** TEKS YANG DISEDIAKAN **
Oleh Dian Septi Trisnanti
Sri adalah salah satu buruh pabrik sekaligus ibu rumah tangga dengan tiga anak. Bekerja di pabrik sudah menjadi pilihannya semenjak remaja mana kala tanah tak lagi menjadi sumber penghasilan memadai untuk ia dan keluarga. Alhasil, seiring dengan cerita indah dari handai taulan yang merantau ke kota besar, Sri yang saat itu baru berusia 16 tahun, memutuskan merantau ke Jakarta dengan cita – cita jadi buruh pabrik. Kursus jahit ia jalani, hingga akhirnya memperoleh pekerjaan di sebuah pabrik garmen di sebuah kawasan industri bernama KBN Cakung.
Tiga buah hatinya adalah salah satu sumber kebahagiaan. Itulah mengapa ia semakin getol menambah penghasilan melalui lembur-lembur. Meski hitungan lembur tak sesuai, Sri menjalaninya. Pikirnya bisa menambah penghasilan keluarga. Untuk biaya sekolah, makan, transportasi dan sebagainya. Termasuk mengirim uang bulanan kepada orang tua di kampung halaman. Dengan bekerja, maka penghasilan satu keluarga besumber pada dua orang, yaitu Sri dan suaminya yang juga adalah buruh pabrik di kawasan industri lain.

** INSTRUKSI YANG DIBERIKAN **
Tentukan apakah setiap pernyataan berikut sesuai dengan teks tentang Sri di atas. Jawab ya atau tidak, lalu kutip kata-kata teks yang menentukan jawabannya.
1. Sri berusia 16 tahun ketika memutuskan merantau ke Jakarta.
2. Suami Sri bekerja di kawasan industri yang sama dengan Sri.
3. Sri menolak lembur karena hitungan lembur tidak sesuai.

Data anotasi lokasi objek:
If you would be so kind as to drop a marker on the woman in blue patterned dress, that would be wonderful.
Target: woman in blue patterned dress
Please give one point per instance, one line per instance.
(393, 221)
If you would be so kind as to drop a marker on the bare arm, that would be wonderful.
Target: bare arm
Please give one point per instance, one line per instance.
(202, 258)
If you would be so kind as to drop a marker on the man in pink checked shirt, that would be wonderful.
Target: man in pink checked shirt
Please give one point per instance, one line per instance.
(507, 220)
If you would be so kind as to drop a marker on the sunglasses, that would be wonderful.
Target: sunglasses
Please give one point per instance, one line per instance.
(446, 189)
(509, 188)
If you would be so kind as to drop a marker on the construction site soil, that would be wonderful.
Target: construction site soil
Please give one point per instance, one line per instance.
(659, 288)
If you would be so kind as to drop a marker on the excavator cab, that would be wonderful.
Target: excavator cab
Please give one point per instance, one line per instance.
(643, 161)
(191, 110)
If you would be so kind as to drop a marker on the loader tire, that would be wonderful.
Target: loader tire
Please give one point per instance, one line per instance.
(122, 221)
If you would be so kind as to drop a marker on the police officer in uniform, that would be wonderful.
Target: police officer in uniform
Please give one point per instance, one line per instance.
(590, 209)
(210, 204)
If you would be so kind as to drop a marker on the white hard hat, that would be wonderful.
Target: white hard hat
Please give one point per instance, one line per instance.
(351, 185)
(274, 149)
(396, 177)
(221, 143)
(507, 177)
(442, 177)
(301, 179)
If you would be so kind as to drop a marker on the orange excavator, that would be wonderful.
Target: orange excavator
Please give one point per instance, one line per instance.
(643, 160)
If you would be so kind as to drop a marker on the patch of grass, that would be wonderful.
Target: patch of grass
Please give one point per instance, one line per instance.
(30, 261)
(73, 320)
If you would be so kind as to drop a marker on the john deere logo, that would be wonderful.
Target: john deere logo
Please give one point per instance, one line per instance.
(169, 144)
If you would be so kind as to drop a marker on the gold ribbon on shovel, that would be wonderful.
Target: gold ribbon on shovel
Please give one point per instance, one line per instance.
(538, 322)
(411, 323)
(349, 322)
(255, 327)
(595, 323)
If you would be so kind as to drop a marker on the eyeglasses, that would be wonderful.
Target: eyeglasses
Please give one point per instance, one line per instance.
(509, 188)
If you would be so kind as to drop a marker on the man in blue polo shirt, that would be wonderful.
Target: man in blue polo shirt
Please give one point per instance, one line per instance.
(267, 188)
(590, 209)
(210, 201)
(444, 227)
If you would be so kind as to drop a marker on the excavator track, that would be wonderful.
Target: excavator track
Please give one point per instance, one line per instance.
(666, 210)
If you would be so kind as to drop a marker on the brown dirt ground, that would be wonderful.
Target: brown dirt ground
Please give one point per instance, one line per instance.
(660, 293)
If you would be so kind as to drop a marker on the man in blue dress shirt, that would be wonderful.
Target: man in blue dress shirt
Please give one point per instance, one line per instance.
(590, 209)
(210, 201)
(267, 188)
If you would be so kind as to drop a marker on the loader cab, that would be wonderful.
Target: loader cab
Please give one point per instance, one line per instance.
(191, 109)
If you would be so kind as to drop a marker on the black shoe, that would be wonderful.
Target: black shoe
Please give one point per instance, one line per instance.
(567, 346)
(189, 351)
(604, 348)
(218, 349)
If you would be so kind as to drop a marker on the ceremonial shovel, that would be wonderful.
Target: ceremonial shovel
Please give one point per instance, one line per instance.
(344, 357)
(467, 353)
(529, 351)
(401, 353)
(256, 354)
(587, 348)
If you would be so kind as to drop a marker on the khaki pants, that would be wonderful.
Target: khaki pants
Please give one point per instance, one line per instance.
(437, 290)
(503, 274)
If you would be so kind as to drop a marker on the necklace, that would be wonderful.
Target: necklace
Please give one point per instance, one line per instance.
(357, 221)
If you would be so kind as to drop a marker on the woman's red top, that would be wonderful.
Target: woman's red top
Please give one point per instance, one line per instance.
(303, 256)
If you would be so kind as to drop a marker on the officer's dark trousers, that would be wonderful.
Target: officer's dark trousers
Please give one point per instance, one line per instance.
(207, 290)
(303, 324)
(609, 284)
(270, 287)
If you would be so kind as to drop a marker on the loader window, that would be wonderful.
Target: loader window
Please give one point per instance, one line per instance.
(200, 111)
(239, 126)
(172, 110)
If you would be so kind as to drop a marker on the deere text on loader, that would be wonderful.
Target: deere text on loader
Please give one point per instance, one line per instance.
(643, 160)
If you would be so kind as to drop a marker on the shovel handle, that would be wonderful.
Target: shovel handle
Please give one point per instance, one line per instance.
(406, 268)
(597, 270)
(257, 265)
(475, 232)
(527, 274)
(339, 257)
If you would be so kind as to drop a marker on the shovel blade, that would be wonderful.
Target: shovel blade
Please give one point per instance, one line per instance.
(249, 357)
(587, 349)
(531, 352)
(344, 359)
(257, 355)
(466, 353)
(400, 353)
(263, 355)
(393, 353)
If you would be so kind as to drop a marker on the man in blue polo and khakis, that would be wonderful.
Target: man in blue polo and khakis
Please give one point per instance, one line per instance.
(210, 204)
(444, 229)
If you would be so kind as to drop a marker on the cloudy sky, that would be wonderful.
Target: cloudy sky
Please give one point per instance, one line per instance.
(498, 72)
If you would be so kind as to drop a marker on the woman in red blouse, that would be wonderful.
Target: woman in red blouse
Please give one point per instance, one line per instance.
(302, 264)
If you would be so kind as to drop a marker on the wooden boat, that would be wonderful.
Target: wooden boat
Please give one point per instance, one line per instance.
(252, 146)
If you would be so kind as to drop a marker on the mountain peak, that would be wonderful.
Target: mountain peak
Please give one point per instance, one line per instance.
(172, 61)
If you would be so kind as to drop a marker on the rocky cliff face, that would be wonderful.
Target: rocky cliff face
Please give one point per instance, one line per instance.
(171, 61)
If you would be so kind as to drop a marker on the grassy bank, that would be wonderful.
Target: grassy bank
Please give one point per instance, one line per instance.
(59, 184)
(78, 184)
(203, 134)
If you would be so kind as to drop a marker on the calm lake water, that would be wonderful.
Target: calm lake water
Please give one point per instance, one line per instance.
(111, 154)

** JAWABAN TERTULIS **
1. Ya: "Sri yang saat itu baru berusia 16 tahun, memutuskan merantau ke Jakarta"
2. Tidak: "suaminya yang juga adalah buruh pabrik di kawasan industri lain"
3. Tidak: "Meski hitungan lembur tak sesuai, Sri menjalaninya."